PROVIDED DATA: Begin
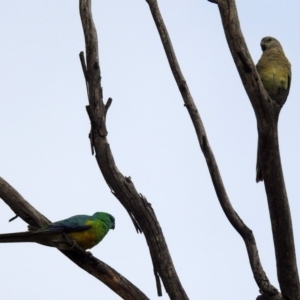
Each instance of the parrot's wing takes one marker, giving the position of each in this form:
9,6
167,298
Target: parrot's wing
63,228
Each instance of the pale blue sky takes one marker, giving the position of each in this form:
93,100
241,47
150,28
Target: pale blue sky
45,151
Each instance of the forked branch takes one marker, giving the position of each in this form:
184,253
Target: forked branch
267,113
262,281
115,281
137,206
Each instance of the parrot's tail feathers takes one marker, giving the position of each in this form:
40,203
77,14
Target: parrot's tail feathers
17,237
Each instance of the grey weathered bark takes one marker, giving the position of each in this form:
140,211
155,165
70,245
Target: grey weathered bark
262,281
267,113
123,188
115,281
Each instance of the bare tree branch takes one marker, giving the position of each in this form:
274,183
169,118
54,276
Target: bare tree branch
247,235
115,281
267,113
122,187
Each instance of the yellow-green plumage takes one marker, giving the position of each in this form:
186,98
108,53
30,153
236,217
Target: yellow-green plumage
86,231
274,70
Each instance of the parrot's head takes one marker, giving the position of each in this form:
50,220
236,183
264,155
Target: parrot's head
106,218
269,42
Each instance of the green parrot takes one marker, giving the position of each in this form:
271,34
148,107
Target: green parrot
275,73
85,231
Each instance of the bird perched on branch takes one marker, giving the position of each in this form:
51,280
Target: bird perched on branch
85,231
275,73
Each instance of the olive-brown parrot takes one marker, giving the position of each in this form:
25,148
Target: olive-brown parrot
275,73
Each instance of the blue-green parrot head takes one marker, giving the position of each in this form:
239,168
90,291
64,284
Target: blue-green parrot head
269,42
107,218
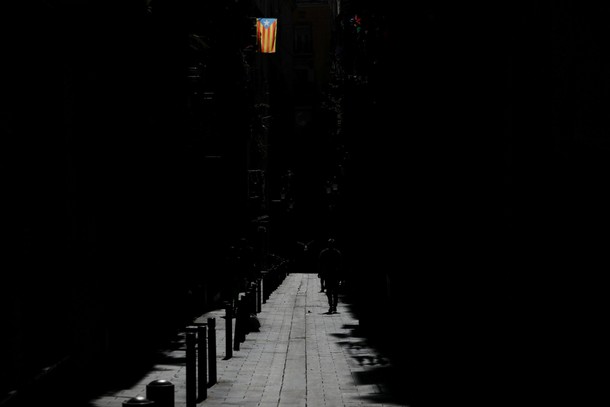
PROVIDED DATA: End
EXERCISE | The data above are to be repeated word for word, with any pictures left out.

RESULT OF THE TASK |
Each instance of the parrot's wing takes one marker, giving the position of each in this form:
9,6
167,298
Target: parrot's wing
63,228
Each instance of the pale blue sky takes one marker, giving the position of each in this form:
93,100
241,47
150,28
Target: pale blue sky
45,151
Each instance of the forked branch takes one marker, giving the position of each in this form:
184,253
Target: forked branch
267,113
262,281
115,281
137,206
Each instance of the parrot's tail feathers takes one marker, giving the position of each in this form:
40,203
77,14
Target: parrot's tail feathers
17,237
Each instance of the grey weathered bark takes one marker, giving the position of each in this form:
140,211
155,165
70,245
Target: grey weathered bark
262,281
267,113
123,188
115,281
Each instance of the bare tree branch takes one marker, giving the position of each in this form:
274,183
169,118
54,276
Target: bare tree branch
247,235
115,281
267,113
122,187
Each instance of the yellow-green plumage takes one marker, giving the position of each in this form:
186,98
108,53
30,153
236,217
Target: yellow-green plumage
86,231
274,70
Each instance of the parrot's head takes one marker, giving the position of each in this form:
50,220
236,183
264,155
Target: parrot's head
106,218
269,42
Each instance of the green parrot takes one marker, giving the position of each in this form:
271,34
148,107
Target: green parrot
275,73
85,231
Each instance of the bird perched on branch takes one marker, giving the position of each in this form:
51,280
Target: bird perched on branch
85,231
275,73
Each instance of the olive-brown parrot takes one marker, giving the position of each in this form:
25,148
Target: olive-brown parrot
275,73
Each instance of the blue-green parrot head takes one marker, giving the position of each in this form:
239,168
90,291
64,284
Target: blue-green parrot head
269,42
107,218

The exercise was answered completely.